[Point localization data]

---

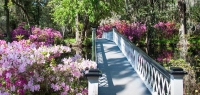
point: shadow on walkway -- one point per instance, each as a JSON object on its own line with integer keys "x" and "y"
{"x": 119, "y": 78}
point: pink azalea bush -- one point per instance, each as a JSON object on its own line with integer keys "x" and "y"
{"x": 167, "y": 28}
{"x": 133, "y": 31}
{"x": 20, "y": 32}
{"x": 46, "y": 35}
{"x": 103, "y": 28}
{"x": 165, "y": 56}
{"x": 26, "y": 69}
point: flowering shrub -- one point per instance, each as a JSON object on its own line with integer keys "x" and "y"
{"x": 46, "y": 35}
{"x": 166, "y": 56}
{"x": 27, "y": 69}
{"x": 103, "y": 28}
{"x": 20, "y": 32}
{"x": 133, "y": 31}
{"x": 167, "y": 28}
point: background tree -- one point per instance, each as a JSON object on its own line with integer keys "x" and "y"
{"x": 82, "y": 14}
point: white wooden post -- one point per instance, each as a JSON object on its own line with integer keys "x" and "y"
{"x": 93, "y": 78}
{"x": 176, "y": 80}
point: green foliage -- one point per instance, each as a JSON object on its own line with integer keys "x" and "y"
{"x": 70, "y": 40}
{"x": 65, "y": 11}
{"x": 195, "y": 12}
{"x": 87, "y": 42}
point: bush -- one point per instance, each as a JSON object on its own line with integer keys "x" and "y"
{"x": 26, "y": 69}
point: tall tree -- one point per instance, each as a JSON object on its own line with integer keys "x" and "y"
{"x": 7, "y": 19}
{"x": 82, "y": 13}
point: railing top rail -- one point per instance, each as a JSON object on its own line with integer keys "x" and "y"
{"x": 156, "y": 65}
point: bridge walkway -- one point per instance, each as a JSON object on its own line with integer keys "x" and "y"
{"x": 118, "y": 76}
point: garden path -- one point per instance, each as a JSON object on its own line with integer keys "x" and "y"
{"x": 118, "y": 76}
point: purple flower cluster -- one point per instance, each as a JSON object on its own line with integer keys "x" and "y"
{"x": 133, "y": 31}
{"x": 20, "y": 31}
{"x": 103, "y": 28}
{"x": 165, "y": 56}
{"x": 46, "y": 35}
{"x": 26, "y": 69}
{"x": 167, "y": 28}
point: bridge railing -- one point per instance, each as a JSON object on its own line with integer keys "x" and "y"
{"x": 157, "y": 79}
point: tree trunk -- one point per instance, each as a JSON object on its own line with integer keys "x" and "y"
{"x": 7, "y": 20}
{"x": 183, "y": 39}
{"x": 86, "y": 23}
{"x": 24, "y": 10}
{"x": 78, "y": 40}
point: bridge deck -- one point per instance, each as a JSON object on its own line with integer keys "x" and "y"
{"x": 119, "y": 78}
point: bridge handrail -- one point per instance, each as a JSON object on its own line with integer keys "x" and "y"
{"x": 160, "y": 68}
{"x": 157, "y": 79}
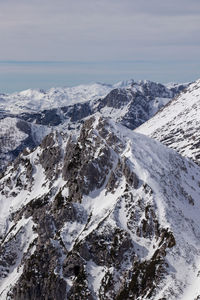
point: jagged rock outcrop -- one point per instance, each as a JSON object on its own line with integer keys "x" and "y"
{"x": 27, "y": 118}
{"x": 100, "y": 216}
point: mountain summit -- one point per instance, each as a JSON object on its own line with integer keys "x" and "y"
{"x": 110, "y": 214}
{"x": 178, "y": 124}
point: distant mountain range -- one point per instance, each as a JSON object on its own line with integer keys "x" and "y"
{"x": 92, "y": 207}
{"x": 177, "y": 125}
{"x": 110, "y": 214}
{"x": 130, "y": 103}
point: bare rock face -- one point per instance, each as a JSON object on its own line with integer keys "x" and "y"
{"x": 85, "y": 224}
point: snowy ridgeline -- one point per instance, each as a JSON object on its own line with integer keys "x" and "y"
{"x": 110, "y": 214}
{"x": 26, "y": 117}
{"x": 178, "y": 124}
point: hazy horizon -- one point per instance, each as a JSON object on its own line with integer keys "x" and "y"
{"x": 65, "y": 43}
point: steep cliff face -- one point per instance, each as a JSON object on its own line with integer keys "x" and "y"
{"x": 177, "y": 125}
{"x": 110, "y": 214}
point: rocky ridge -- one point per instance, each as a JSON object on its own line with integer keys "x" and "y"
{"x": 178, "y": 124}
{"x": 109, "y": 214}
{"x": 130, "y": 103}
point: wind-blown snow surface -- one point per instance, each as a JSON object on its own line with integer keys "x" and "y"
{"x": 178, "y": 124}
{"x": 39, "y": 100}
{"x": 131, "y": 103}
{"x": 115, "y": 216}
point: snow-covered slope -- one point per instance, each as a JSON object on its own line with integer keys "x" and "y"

---

The problem
For this exercise, transcribe the data exactly but without its pictures.

Output for this task
point: shadow on walkway -- one point per instance, each as a JSON object on its own line with integer keys "x" and "y"
{"x": 119, "y": 78}
point: pink azalea bush -- one point per instance, each as a JSON object on its own line with integer keys "x" and "y"
{"x": 167, "y": 28}
{"x": 133, "y": 31}
{"x": 20, "y": 32}
{"x": 46, "y": 35}
{"x": 103, "y": 28}
{"x": 165, "y": 56}
{"x": 26, "y": 69}
point: flowering shrub -- one point per instance, each as a JSON object on its own line with integer keys "x" and "y"
{"x": 46, "y": 35}
{"x": 166, "y": 56}
{"x": 27, "y": 69}
{"x": 103, "y": 28}
{"x": 20, "y": 32}
{"x": 133, "y": 31}
{"x": 167, "y": 28}
point: background tree -- one point per instance, each as a JSON object on its own line with integer keys "x" and "y"
{"x": 82, "y": 14}
point: white wooden post -- one point per instance, each as a JSON object on its own line with integer keys "x" and "y"
{"x": 93, "y": 78}
{"x": 176, "y": 80}
point: green foliage -- one point per instance, each as a JSON object on its own line with integer keys "x" and "y"
{"x": 70, "y": 40}
{"x": 65, "y": 11}
{"x": 195, "y": 12}
{"x": 87, "y": 42}
point: bush -- one point per instance, each as a JSON object on its own line with integer keys "x" and "y"
{"x": 26, "y": 69}
point: tall tree -- one point per instance, each as a JSON object on its own line with integer keys "x" and "y"
{"x": 7, "y": 19}
{"x": 82, "y": 13}
point: railing top rail -- one point per instance, each as a JSON object on its own line with integer keys "x" and "y"
{"x": 156, "y": 65}
point: bridge walkway -- one point per instance, each as a JSON object on its own line with integer keys "x" and "y"
{"x": 118, "y": 76}
point: garden path -- one point per instance, each as a JSON object on its own line with integer keys "x" and "y"
{"x": 118, "y": 76}
point: purple flower cluster -- one point per instance, each as a JSON object on its own line with integer keys "x" and "y"
{"x": 133, "y": 31}
{"x": 20, "y": 31}
{"x": 103, "y": 28}
{"x": 165, "y": 56}
{"x": 46, "y": 35}
{"x": 26, "y": 69}
{"x": 167, "y": 28}
point: bridge railing -- one point per instance, each as a JSON object on its own line with integer keys "x" and "y"
{"x": 157, "y": 79}
point: tree trunk -- one point per instance, each as a JSON object on its own line with integer keys "x" and "y"
{"x": 7, "y": 20}
{"x": 183, "y": 39}
{"x": 86, "y": 23}
{"x": 24, "y": 10}
{"x": 78, "y": 40}
point: bridge deck -- one point per instance, each as a JSON object on its own line with integer keys "x" and "y"
{"x": 119, "y": 78}
point: bridge handrail -- one point per instance, each as a JSON object on its own line with integer keys "x" and "y"
{"x": 160, "y": 68}
{"x": 157, "y": 79}
point: jagged rock outcrop -- one point per instance, each as a JSON object on its own line with integer keys "x" and "y"
{"x": 27, "y": 118}
{"x": 100, "y": 216}
point: mountain summit -- one point per instance, each as a JSON object on its own line with integer keys "x" and "y"
{"x": 110, "y": 214}
{"x": 178, "y": 124}
point: distant mountain range -- one point per instance, each as a JSON object on its own line with integer keys "x" and "y"
{"x": 92, "y": 207}
{"x": 177, "y": 125}
{"x": 110, "y": 214}
{"x": 130, "y": 103}
point: bare rock face -- one point per instance, each as a JSON object on its own line with integer keys "x" and "y"
{"x": 85, "y": 224}
point: snowy ridgeline -- one point per instance, each as a JSON object on its own line with integer keys "x" and "y"
{"x": 110, "y": 214}
{"x": 26, "y": 117}
{"x": 178, "y": 124}
point: hazy horizon -- one point per instance, each as a JSON object on its own line with integer keys "x" and "y"
{"x": 65, "y": 43}
point: steep cliff face -- one point per instance, each as a JSON object on its own line with integer keys "x" and "y"
{"x": 177, "y": 125}
{"x": 110, "y": 214}
point: rocky ridge -- one point per instance, each as a JSON object on its own line with integer keys "x" and "y"
{"x": 178, "y": 124}
{"x": 109, "y": 214}
{"x": 130, "y": 103}
point: wind-blown snow surface -- one point per instance, each as a JSON object on its own line with integer keys "x" and "y"
{"x": 178, "y": 124}
{"x": 39, "y": 100}
{"x": 131, "y": 103}
{"x": 115, "y": 216}
point: snow-covered slope -- one point per instance, each as a JSON object on its own line with integer keys "x" and "y"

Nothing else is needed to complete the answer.